After a few months of volunteer reading, I approached the principal with the idea of an after-school program for third-, fourth- and fifth-graders. I would call it The Shakespeare Club.
What? William said.
The Shakespeare Club. I could teach them all the stuff I know and maybe they could become better readers, I don't know...it's worth a shot.
By October, William had helped me make a brochure and I pitched the club idea to parents, teachers and schoolkids. By November I had thirteen kids meeting in a classroom once a week. By April of the next year that number had dropped to ten kids, and in May they performed a rudimentary production of "A Midsummer Night's Dream" and I sank into a bathtub exhausted and drunk on goodwill.
For years my friend Heather had been encouraging me to go to a weeklong writers' conference in upstate New York. She had been attending it for what seemed like an eternity and thought it was just what I needed. It was sponsored by an organization called the International Women's Writing Guild.

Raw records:
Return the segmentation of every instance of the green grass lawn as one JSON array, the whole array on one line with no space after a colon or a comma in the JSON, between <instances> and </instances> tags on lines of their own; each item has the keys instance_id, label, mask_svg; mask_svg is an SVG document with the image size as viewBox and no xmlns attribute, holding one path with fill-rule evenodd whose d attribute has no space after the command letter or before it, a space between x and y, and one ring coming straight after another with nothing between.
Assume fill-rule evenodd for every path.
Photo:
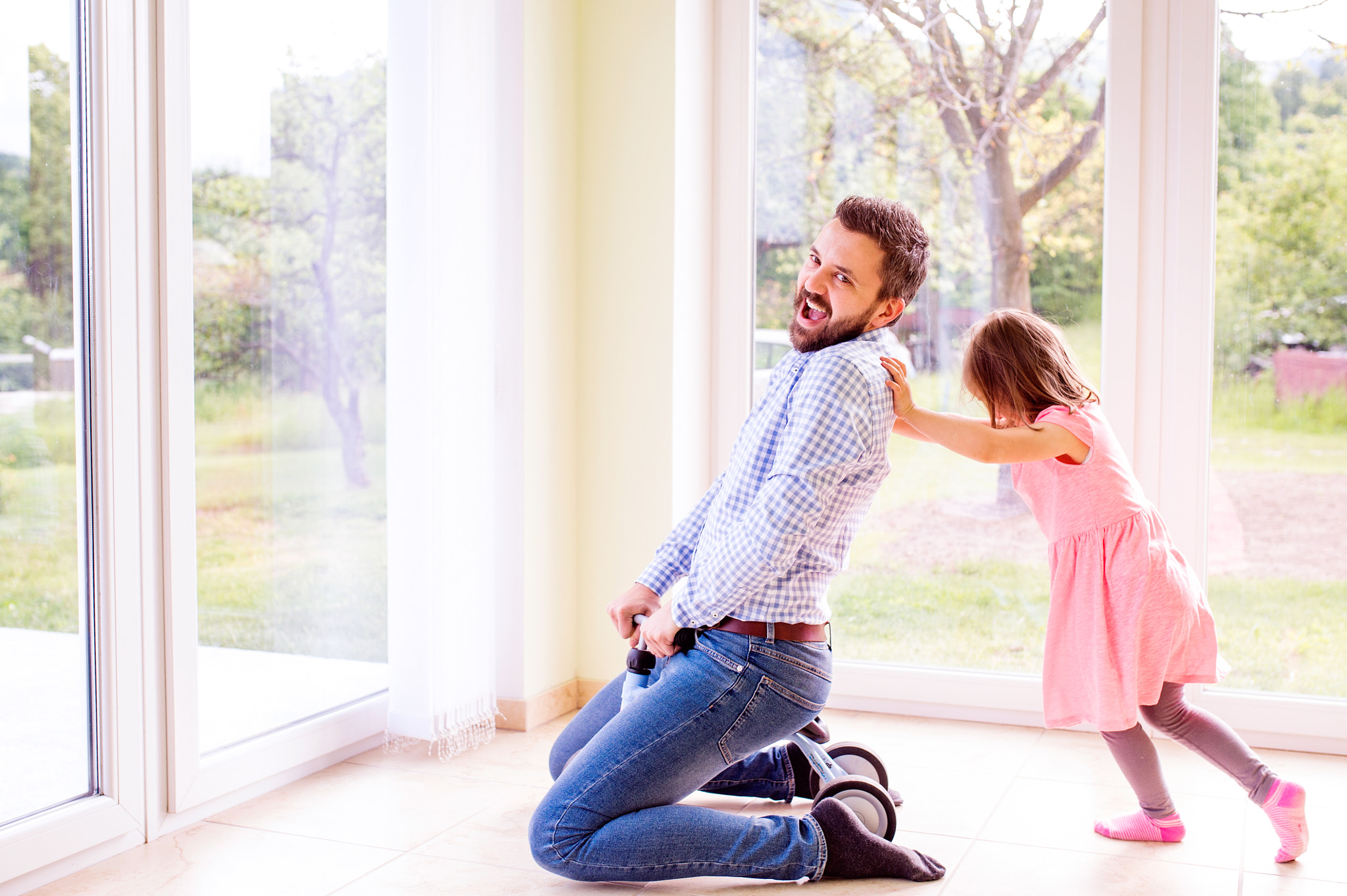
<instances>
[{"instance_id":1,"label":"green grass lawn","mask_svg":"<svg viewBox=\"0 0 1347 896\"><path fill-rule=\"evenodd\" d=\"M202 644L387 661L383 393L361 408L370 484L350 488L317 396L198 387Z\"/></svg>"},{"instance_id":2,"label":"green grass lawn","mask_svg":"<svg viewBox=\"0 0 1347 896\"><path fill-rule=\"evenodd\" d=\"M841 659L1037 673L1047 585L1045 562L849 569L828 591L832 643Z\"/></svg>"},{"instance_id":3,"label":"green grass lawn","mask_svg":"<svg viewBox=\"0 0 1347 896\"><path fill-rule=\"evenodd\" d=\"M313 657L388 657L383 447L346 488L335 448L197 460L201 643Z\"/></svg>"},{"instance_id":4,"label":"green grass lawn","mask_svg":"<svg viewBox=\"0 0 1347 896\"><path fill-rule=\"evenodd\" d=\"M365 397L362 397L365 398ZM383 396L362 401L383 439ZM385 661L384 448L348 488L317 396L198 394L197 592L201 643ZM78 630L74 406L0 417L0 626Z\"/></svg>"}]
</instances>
...
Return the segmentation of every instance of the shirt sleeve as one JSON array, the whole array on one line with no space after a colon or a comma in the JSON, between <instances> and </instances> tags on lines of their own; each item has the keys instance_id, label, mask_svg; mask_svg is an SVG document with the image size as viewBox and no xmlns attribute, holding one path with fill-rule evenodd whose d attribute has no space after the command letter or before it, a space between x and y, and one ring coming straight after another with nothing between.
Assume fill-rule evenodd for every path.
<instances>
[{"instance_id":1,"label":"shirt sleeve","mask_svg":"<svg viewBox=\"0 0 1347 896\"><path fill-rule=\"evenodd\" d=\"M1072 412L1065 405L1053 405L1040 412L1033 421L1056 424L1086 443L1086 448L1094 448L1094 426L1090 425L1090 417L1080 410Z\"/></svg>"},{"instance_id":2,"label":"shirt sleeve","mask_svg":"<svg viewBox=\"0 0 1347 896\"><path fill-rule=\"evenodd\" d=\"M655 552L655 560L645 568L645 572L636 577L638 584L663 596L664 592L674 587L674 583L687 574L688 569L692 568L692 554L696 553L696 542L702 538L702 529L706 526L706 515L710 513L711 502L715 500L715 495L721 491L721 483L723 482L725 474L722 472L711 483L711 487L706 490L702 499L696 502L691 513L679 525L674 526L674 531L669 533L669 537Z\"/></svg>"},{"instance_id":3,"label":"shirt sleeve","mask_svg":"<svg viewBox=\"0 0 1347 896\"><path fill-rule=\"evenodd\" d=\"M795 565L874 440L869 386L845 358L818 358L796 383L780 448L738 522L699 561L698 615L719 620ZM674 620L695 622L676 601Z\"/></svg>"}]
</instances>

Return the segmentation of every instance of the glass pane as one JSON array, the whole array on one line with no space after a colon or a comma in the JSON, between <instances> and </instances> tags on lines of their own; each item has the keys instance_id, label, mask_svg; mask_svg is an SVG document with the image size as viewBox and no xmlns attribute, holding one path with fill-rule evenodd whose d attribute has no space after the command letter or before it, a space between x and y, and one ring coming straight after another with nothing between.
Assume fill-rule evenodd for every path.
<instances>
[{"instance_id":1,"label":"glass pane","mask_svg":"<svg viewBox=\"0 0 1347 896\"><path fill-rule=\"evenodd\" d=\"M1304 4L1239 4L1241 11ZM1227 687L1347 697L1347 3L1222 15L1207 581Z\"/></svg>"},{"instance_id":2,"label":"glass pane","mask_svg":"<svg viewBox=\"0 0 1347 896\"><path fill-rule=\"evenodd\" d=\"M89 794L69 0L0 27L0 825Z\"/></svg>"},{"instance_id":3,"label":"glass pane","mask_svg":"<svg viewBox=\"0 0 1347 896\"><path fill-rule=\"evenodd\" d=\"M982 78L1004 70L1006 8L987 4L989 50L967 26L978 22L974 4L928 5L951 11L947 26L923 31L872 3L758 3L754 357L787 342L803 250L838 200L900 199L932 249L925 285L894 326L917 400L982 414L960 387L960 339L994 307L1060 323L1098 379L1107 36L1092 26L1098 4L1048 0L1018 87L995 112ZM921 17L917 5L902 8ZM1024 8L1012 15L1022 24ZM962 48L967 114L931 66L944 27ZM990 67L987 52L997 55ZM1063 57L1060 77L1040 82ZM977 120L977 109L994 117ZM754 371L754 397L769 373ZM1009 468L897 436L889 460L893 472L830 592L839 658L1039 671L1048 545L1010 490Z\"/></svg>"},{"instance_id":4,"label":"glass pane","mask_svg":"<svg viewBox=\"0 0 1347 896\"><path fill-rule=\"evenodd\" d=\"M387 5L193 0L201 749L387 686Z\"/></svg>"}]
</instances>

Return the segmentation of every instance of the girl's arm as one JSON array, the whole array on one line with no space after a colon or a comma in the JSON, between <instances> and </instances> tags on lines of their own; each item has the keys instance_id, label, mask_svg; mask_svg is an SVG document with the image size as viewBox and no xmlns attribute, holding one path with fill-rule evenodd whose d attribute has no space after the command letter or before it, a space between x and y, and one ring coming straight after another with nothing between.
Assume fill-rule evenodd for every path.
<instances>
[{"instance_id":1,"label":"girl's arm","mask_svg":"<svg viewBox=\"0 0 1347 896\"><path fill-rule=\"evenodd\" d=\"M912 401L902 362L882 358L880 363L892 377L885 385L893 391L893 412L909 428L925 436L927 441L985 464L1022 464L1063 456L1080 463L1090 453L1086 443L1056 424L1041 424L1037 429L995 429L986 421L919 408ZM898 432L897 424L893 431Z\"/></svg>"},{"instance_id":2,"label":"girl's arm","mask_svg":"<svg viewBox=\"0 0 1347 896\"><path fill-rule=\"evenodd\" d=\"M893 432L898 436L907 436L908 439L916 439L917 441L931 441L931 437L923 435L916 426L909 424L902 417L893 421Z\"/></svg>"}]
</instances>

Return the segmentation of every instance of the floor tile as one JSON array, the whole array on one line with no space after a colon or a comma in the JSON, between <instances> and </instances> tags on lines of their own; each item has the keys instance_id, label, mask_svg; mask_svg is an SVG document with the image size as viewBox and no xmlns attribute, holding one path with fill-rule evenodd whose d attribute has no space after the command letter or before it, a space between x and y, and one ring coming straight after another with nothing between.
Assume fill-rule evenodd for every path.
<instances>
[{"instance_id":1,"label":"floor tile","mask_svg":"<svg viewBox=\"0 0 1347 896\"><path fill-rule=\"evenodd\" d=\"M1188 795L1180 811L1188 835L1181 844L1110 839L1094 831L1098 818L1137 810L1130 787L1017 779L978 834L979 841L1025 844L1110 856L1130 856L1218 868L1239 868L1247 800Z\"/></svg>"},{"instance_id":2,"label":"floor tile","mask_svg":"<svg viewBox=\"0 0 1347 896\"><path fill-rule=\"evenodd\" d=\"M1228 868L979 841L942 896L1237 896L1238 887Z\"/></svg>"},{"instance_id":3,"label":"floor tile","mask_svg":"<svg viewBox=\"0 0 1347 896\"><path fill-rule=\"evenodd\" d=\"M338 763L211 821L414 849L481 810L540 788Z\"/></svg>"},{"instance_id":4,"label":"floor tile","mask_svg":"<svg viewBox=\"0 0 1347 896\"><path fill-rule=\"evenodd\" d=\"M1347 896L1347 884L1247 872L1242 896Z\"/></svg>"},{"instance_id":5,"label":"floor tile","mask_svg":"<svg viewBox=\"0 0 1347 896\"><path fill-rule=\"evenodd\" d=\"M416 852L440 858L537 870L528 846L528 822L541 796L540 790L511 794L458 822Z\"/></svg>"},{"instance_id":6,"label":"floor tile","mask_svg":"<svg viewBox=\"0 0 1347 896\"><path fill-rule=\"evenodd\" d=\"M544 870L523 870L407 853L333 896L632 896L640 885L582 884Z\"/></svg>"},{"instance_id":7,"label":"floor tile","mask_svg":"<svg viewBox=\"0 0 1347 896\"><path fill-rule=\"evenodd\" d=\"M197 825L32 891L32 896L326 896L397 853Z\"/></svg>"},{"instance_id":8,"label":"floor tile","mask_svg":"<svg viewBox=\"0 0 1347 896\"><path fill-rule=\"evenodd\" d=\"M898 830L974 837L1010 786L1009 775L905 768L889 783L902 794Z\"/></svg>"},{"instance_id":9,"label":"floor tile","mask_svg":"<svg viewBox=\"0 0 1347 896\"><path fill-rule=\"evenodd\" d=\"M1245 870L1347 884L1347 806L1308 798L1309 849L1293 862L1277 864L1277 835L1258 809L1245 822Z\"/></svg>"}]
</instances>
==
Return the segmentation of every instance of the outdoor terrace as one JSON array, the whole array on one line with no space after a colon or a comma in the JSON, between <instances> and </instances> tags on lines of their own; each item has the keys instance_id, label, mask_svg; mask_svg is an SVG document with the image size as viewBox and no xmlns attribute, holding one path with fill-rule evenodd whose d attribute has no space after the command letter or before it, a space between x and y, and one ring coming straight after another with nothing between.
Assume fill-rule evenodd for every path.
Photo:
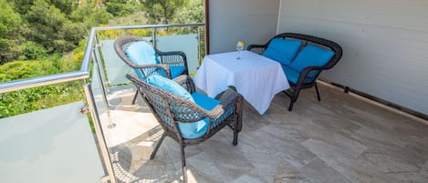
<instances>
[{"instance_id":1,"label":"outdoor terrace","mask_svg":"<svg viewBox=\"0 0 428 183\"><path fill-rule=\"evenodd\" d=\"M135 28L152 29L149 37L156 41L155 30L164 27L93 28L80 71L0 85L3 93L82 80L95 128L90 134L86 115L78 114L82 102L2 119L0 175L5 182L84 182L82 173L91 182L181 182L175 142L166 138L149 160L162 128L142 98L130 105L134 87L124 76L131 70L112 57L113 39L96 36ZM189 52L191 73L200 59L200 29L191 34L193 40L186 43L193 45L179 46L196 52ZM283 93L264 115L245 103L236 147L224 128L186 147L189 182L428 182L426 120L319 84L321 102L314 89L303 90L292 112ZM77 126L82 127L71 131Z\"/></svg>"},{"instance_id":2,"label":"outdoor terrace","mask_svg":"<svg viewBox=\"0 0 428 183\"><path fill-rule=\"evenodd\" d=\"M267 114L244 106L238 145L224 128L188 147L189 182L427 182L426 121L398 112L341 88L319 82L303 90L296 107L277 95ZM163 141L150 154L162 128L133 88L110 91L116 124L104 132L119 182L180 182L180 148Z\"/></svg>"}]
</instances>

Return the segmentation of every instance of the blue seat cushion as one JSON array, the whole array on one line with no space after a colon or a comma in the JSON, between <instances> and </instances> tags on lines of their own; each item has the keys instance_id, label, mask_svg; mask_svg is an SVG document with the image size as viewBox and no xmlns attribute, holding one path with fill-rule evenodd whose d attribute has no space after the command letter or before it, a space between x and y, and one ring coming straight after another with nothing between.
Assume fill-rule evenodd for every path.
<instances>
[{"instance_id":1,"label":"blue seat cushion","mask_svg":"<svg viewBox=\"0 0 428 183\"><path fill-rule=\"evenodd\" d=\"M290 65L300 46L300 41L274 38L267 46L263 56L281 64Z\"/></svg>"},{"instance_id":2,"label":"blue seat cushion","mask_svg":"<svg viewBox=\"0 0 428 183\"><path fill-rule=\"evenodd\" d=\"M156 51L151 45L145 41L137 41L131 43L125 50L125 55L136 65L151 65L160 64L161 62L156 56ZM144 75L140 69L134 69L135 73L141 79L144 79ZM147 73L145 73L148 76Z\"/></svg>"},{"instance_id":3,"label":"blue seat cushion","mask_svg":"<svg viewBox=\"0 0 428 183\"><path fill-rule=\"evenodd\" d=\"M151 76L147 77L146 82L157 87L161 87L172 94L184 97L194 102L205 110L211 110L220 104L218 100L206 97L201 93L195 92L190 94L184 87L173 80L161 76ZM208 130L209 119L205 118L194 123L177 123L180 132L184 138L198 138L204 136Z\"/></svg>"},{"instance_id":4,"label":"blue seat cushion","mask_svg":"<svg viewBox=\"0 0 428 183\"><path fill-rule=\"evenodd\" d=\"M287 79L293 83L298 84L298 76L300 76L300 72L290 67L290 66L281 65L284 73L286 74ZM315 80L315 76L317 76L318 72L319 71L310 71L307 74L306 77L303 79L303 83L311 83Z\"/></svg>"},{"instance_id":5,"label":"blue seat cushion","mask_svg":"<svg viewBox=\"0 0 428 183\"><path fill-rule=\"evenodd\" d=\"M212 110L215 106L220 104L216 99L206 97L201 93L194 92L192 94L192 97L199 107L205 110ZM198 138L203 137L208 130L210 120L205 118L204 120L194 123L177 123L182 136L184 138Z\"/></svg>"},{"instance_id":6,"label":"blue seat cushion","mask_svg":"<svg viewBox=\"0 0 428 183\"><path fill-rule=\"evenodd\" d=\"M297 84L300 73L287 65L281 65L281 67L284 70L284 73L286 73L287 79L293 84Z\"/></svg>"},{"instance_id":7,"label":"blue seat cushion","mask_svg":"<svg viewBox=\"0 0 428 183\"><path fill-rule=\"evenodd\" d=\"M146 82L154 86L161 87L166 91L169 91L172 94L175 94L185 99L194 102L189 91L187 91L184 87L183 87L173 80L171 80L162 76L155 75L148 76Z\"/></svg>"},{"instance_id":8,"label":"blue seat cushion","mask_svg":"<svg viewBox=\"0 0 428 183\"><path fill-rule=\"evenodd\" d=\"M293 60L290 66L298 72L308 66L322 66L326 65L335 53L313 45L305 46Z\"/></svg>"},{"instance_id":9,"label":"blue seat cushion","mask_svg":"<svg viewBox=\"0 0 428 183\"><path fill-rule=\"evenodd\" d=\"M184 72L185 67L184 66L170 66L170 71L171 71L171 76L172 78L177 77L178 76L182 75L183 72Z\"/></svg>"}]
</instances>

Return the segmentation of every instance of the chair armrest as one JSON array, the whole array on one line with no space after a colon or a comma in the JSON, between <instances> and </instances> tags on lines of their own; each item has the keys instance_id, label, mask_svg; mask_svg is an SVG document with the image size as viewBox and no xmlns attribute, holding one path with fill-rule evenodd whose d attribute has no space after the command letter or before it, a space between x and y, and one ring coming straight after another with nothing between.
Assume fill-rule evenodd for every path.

WORK INSTRUCTIONS:
1. List every calendar month named in the passage about the Shakespeare Club, in the order they appear.
2. Report each line of the entries that contains the string "girl", matching case exactly.

EXPECTED ANSWERS:
1. October, November, April, May

2.
Return the segmentation of every instance of the girl's arm as one JSON array, the whole array on one line with no space after a colon or a comma in the JSON, between <instances> and </instances> tags on lines of their own; each item has the keys instance_id, label, mask_svg; mask_svg is an SVG document with the image size as viewBox and no xmlns attribute, holding one path with fill-rule evenodd whose d attribute has no space after the command letter or before it, a space between x and y, and one ring coming straight after another with nothing between.
[{"instance_id":1,"label":"girl's arm","mask_svg":"<svg viewBox=\"0 0 1347 896\"><path fill-rule=\"evenodd\" d=\"M912 401L902 362L882 358L880 363L892 377L885 385L893 391L893 412L909 428L925 436L927 441L985 464L1022 464L1063 456L1080 463L1090 453L1086 443L1056 424L1041 424L1037 429L995 429L986 421L919 408ZM898 432L897 424L893 431Z\"/></svg>"},{"instance_id":2,"label":"girl's arm","mask_svg":"<svg viewBox=\"0 0 1347 896\"><path fill-rule=\"evenodd\" d=\"M893 432L898 436L907 436L908 439L916 439L917 441L931 441L931 437L923 435L916 426L909 424L902 417L893 421Z\"/></svg>"}]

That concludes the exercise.